Directive →
Lay out the listing, from its first line through the line containing "[(559, 269), (79, 207)]", as a Markdown table with two columns, No. and Entry. Put a row number under No. and each line under Entry, one line per row, and leave out blank lines.
━━━━━ Input for this task
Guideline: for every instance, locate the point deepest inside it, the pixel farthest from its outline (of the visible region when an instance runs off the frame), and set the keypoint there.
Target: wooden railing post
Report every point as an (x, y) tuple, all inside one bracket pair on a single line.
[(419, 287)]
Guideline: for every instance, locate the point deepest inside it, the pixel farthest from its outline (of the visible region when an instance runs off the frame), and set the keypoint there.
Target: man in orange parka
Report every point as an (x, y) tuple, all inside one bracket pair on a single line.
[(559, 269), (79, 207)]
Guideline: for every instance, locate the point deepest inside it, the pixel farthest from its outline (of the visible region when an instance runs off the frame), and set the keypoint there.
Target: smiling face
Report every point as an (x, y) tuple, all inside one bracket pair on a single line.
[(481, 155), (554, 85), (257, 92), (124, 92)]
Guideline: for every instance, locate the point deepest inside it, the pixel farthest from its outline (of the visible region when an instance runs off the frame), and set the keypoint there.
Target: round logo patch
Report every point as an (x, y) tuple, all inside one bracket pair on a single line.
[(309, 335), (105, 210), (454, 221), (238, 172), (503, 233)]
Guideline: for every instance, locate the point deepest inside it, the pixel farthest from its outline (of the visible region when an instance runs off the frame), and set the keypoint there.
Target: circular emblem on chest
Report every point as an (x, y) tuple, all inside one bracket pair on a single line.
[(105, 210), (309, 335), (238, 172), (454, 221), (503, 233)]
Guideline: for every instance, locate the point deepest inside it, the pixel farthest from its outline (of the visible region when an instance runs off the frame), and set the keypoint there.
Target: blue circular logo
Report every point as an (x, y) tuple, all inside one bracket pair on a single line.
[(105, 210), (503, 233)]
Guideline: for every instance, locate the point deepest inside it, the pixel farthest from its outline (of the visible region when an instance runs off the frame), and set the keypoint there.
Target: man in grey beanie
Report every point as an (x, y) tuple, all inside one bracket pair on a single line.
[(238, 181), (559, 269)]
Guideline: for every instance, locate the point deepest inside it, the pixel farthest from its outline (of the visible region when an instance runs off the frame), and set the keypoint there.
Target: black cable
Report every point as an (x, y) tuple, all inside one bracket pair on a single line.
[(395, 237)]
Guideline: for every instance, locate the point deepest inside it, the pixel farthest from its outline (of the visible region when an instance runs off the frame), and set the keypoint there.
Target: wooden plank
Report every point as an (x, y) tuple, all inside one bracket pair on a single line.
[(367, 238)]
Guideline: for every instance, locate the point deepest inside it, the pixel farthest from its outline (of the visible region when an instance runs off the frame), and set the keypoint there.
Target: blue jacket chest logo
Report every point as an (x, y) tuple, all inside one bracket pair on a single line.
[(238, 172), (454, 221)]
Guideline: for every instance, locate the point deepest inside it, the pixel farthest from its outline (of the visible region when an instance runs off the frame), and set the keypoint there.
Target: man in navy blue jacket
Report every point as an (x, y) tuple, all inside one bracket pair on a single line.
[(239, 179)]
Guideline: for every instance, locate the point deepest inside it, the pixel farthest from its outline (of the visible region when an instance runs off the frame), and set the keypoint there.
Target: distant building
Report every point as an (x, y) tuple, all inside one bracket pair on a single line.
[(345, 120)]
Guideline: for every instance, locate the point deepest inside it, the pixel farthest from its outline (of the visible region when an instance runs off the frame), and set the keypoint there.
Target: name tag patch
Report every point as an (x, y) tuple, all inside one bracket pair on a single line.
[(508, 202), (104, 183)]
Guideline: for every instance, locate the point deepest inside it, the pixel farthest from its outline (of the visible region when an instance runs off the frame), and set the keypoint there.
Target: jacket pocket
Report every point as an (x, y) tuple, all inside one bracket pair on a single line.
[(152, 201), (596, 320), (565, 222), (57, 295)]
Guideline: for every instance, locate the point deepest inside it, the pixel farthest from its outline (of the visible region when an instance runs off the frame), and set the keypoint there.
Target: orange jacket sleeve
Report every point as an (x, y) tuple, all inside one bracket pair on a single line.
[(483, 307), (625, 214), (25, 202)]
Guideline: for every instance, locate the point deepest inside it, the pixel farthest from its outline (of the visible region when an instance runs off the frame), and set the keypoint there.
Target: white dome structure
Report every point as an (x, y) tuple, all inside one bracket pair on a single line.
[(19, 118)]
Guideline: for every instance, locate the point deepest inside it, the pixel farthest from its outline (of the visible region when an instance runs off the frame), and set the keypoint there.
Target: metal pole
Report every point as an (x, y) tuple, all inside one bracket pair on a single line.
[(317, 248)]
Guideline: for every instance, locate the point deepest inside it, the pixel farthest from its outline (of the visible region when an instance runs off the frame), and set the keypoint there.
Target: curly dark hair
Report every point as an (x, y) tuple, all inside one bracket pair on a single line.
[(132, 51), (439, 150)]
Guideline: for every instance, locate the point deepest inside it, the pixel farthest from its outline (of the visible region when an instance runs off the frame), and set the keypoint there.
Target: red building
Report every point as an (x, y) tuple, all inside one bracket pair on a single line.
━━━━━━━━━━
Solution to the exercise →
| No. | Entry |
|---|---|
| 1 | Guideline: for every instance, locate the point deepest inside it, the pixel farthest from its outline (of the visible region when an instance runs off the frame), and set the keypoint there. |
| 2 | Target: wooden railing post |
| 3 | Report every point as an (x, y) tuple, all inside one bracket pair on a single line. |
| 4 | [(419, 287)] |
| 5 | Guideline: for every instance, locate the point deepest inside it, the pixel farthest from its outline (of the visible region when an instance runs off the frame), and set the keypoint there. |
| 6 | Target: man in orange parka |
| 7 | Report every point as an (x, y) tuple, all inside one bracket pair on a single line. |
| 8 | [(559, 269), (79, 207)] |